Texto da página:
Friday, January 29, 2010

À Saída da Escola: ("A Poesia é uma imaginação")

Quando toca às 17:45, as crianças querem todas a lua, não no sentido em que Calígula a queria, mas a liberdade de correr uns contra os outros, uns pelos outros, pelo recreio até aos pais e avós.
O meu neto Vasco, veio e disse-me:-Avô, hoje fizemos uma poesia. Que as pedras cantam. Sabes, avô, uma poesia é uma imaginação.
Parei, respondi-lhe a perguntas seguintes que também eu fazia poesias e que sabia que as pedras podem clamar, cantar e chorar lágrimas, sobretudo quando chove.
Mas pensei: ando a ler há quatro décadas pelo menos, Aristóteles, Horácio, Shelley, Johannes Pfeiffer, Todorov, Jean Cohen, Rainer Maria Rilke, e até Marcuse, para saber o que é a Poesia. Ouço cursos de Poética, Estética de Plotino, até o "Carteiro de Pablo Neruda" sobre a metáfora.
E o meu neto, Vasco Parreira, 7 anos, disse-o de uma penada: - Avô, é uma Imaginação. A poesia é uma imaginação.

Monday, January 18, 2010

A ficção como releitura da Bíblia na forma de conto

A Bíblia Sagrada está repleta de episódios que são contos, a parábola do Filho Pródigo é, tecnicamente, um conto. O Velho Testamento tem bastantes.

Listagem fornecida:
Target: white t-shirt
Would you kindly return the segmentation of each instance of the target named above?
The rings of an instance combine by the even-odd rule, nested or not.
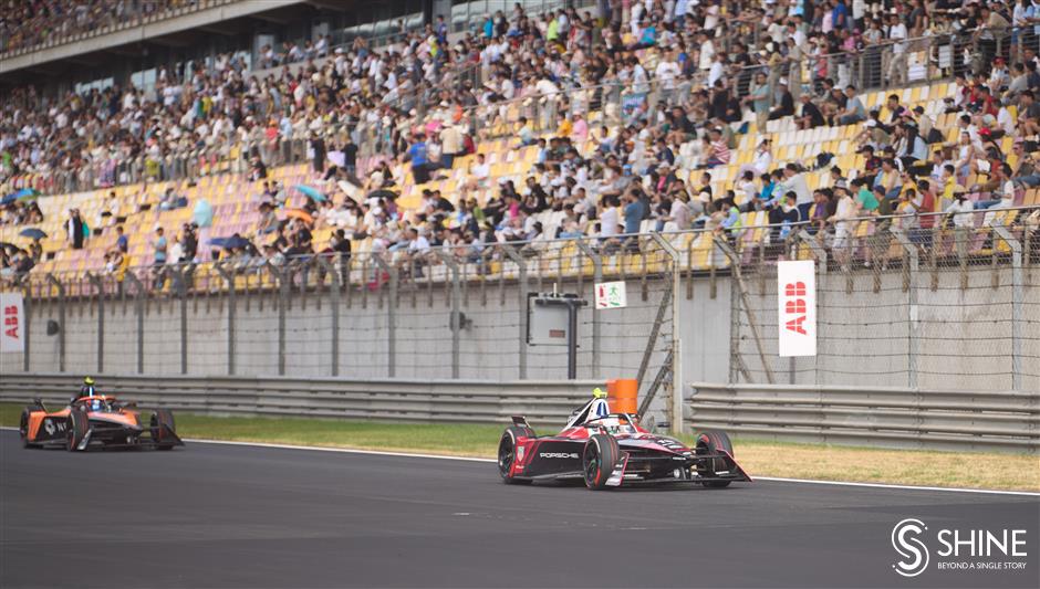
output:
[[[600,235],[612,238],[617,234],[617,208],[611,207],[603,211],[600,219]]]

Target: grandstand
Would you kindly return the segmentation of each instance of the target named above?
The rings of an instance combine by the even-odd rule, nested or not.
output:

--

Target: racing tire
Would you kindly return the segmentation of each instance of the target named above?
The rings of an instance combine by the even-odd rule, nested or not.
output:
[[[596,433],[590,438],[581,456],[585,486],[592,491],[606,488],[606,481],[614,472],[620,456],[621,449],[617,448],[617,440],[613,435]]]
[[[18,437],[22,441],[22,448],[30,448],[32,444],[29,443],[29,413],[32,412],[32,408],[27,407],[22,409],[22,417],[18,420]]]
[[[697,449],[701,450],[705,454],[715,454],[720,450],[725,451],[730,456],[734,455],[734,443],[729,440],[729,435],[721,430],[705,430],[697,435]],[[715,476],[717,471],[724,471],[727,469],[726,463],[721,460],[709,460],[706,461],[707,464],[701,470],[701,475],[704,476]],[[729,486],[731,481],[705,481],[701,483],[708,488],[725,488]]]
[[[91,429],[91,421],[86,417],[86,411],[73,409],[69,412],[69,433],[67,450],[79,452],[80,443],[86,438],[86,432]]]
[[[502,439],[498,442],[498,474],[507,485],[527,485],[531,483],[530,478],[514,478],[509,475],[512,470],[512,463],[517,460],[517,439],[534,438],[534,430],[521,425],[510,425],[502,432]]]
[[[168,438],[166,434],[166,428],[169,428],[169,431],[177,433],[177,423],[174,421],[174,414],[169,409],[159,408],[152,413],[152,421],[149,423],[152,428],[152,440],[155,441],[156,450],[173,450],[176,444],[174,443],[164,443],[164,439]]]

Pedidos:
1 - No texto da página, na frase que começa com "Mas pensei", liste todos os autores que o avô diz andar a ler para saber o que é a Poesia.
2 - Escreva a continuação do texto da página sobre a ficção e a Bíblia, começando logo depois de "O Velho Testamento tem bastantes."

Respostas:
1 - Aristóteles, Horácio, Shelley, Johannes Pfeiffer, Todorov, Jean Cohen, Rainer Maria Rilke e Marcuse.

2 -
O conto está para o romance, como o soneto pode estar para uma epopeia. É um som carregado de harmonia, que se vai tornando instantânea a cada frase, fala directa, ou verso, até que se extingue aos nossos ouvidos, deixando-nos ficar a sós com a personagem ou personagens, o conflito ou a colisão de conflitos, os ambientes, os tempos cronológico e histórico, que povoaram por instantes a nossa imaginação.
Todos os contos de Florbela Ribeiro são, em regra, assim, histórias breves, short-story para produzirem um único efeito. Não são arengas morais para despertar emoções fáceis, são vivências. Mas naturalmente têm uma estrutura simbólica e da Fé da autora.
Ela usa as personagens que a Bíblia Sagrada, do ponto de vista historiográfico, nos revela tanto no Velho como no Novo Testamentos.
São, genericamente, figuras que protagonizaram a realidade histórica. No VT a narrativa de alguns profetas, a própria génese do povo hebreu a partir de episódios abraâmicos, no NT a narrativa evangélica de autor, como Lucas.
Mas a autora aveirense introduz uma nuance, comum a quase todos os contos, que é a sua acurada visão feminina. São contos, quase todos, os éditos e os inéditos que conhecemos, escritos no feminino. Há por isso hoje, na ficção evangélica, o género conto com uma narrativa no feminino.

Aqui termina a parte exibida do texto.